= EXERCISE INSTRUCTIONS =
Restate the material word for word and leave out anything that is a picture.

= GIVEN RECORDS =
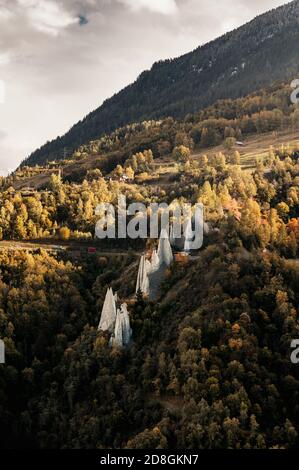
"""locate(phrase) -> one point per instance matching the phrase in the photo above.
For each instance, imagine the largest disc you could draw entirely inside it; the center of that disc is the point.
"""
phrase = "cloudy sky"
(61, 59)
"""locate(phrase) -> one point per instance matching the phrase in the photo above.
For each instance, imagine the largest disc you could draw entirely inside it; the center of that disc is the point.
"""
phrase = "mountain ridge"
(254, 55)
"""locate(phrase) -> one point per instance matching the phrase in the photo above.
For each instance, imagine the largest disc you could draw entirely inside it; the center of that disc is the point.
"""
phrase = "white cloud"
(47, 16)
(159, 6)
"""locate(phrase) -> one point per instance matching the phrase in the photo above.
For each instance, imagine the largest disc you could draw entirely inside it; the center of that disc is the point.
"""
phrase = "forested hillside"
(247, 59)
(209, 365)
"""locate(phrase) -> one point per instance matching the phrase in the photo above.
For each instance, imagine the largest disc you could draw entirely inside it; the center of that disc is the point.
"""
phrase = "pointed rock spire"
(155, 262)
(108, 315)
(126, 328)
(189, 236)
(117, 339)
(164, 249)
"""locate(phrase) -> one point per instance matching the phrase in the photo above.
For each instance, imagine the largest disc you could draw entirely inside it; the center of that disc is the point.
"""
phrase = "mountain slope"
(254, 55)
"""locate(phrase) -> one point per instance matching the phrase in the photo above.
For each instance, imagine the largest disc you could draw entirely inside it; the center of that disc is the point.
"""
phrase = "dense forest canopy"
(253, 56)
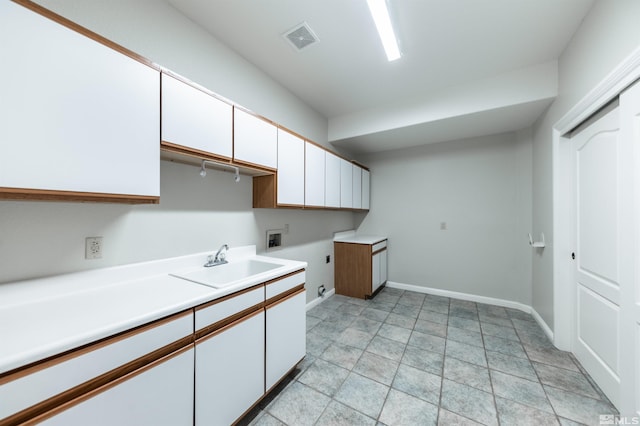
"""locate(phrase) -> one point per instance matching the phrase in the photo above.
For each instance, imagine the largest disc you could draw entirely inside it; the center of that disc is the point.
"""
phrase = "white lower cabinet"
(245, 343)
(159, 394)
(229, 371)
(285, 336)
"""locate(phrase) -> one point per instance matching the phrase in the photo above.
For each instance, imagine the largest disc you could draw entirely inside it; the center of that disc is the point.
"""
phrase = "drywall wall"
(195, 214)
(608, 34)
(481, 189)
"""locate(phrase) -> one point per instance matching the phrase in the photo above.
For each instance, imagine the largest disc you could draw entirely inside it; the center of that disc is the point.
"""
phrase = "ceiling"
(469, 67)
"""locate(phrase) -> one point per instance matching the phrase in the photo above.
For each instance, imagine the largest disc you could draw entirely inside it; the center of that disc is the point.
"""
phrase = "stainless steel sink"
(224, 275)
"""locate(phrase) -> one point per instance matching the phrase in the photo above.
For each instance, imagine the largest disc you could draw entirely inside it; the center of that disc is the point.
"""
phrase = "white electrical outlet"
(93, 248)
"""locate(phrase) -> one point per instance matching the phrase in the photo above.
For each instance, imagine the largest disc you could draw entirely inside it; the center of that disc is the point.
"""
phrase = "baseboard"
(547, 330)
(480, 299)
(318, 300)
(462, 296)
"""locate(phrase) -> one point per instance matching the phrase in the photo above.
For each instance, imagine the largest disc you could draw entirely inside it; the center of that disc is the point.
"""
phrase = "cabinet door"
(331, 180)
(75, 115)
(290, 169)
(230, 371)
(286, 336)
(375, 271)
(378, 270)
(365, 189)
(314, 176)
(357, 187)
(346, 184)
(255, 140)
(195, 119)
(160, 394)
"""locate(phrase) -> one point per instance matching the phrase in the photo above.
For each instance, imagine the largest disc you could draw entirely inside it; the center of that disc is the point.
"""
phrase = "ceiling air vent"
(300, 36)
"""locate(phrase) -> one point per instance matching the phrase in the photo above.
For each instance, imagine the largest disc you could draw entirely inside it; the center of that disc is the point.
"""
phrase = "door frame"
(622, 76)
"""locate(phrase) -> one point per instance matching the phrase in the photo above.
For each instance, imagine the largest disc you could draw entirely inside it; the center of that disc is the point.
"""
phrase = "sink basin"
(224, 275)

= REPLY =
"""locate(phrase) -> one point per instance matching the phrase in the photo above.
For each instance, imagine the largest disc you could draw entirely inside it; the center of that disc is the point.
"""
phrase = "cloudy sky"
(61, 59)
"""locate(phrase) -> one point per instance matching the phrase in the photo above.
For each instance, imagine the largest disc you could draw entirely inside it; the center of that disc is the point.
"""
phrase = "mountain ridge"
(254, 55)
"""locate(phrase) -> one point per instance matching the phrase in the photo above.
For each instance, imagine the largest disc you could draw entirely inside it; the center of that disc is the point.
"""
phrase = "white cloud"
(47, 16)
(159, 6)
"""locate(phrase) -> one point per instance matching the phrase in the photo above.
For each instance, imagine the largest disc you could draw entirely inside it; the center of that disc is the point.
"""
phrase = "forested hillside"
(247, 59)
(209, 365)
"""locate(phrase) -> one point per instance matching the phrase in the photo above.
For each instance, imagine the largest disc you could draw entirely inside it; the center of that disc is the point.
"""
phrase = "pointed rock spire"
(155, 262)
(108, 315)
(126, 328)
(189, 236)
(117, 339)
(164, 249)
"""locate(phrase) -> one point per instance matching the phrase in the photo above.
For each instance, imagine the largest disc you could draw entirely inside it; the center of that disc is the point.
"""
phrase = "mountain slope"
(254, 55)
"""locate(phrase) -> one point per instance matching the phrase in the photo above.
For each instance, imagine the largest disc you could draw entirely inside it; the center of that disc is the point.
"""
phrase = "dense forest canopy"
(253, 56)
"""locate(phrase) -> one point per instance matching the phrase in the photo above.
For each instance, imagine the largest disc you could draw entirely inside it; the center of that disc is the point.
"""
phrase = "white lower cabinet"
(245, 343)
(159, 394)
(229, 371)
(285, 336)
"""locate(phrase) -> one point per instance matching the phrase in the photo above.
For each instance, imagine the largest disc you could draw entirely inside it; the center of that disc is the point.
"""
phrase = "drywall wall"
(195, 214)
(608, 34)
(481, 189)
"""locate(phrase) -> one point per instance matching the phrase in the photo above.
For each instance, imagine the largest disc you could draw entirely inside it; the center of that disc is the point.
"""
phrase = "ceiling"
(469, 67)
"""locate(phrase) -> one point per instance matching the phrase in the photo above.
For each instance, imagine the largest disc you could draw entirely inside it; the center of that disc is the point.
"""
phrase = "stainless steel sink"
(224, 275)
"""locate(phrase) -> one point per instance matching the phrase in the photo above.
For each instance, imagine the largest disc you could draw entirely inside it; the center of that disc is the point.
"""
phrase = "white electrical outlet"
(93, 248)
"""locate(phrase) -> one point per instance matching the phrase in the photo above.
For each instance, imagine the largest disc you could draw entirely inside it; the center of that disc is the point.
"""
phrase = "baseboard"
(547, 330)
(480, 299)
(318, 300)
(462, 296)
"""locate(phrase) -> one point per instance matching the phrase in the photo above.
For each instance, imagine the largest disc you could draw entirely inside it; the center of that disc is the point.
"""
phrase = "cabinet door"
(331, 180)
(75, 115)
(290, 169)
(230, 371)
(286, 336)
(375, 271)
(378, 270)
(365, 189)
(314, 176)
(357, 187)
(346, 184)
(255, 140)
(195, 119)
(160, 394)
"""locate(phrase) -> one point per instance matching the phrase in the photo above.
For each instance, imagine the largest disc you could draw entirely inside it; the center of that disc is the point.
"""
phrase = "ceiling air vent"
(300, 36)
"""locate(phrase) -> one point per instance matching the phrase in the photo above.
For each instance, imagine the largest disc you could draw entirely inside it; the center of that disc is the point.
"""
phrase = "door frame"
(622, 76)
"""locate(phrase) -> one point per instance matching the phrase in the photo above.
For each instance, imagine the largest disc you could draw entirely inside it; the center of that disc is the point.
"""
phrase = "sink basin"
(224, 275)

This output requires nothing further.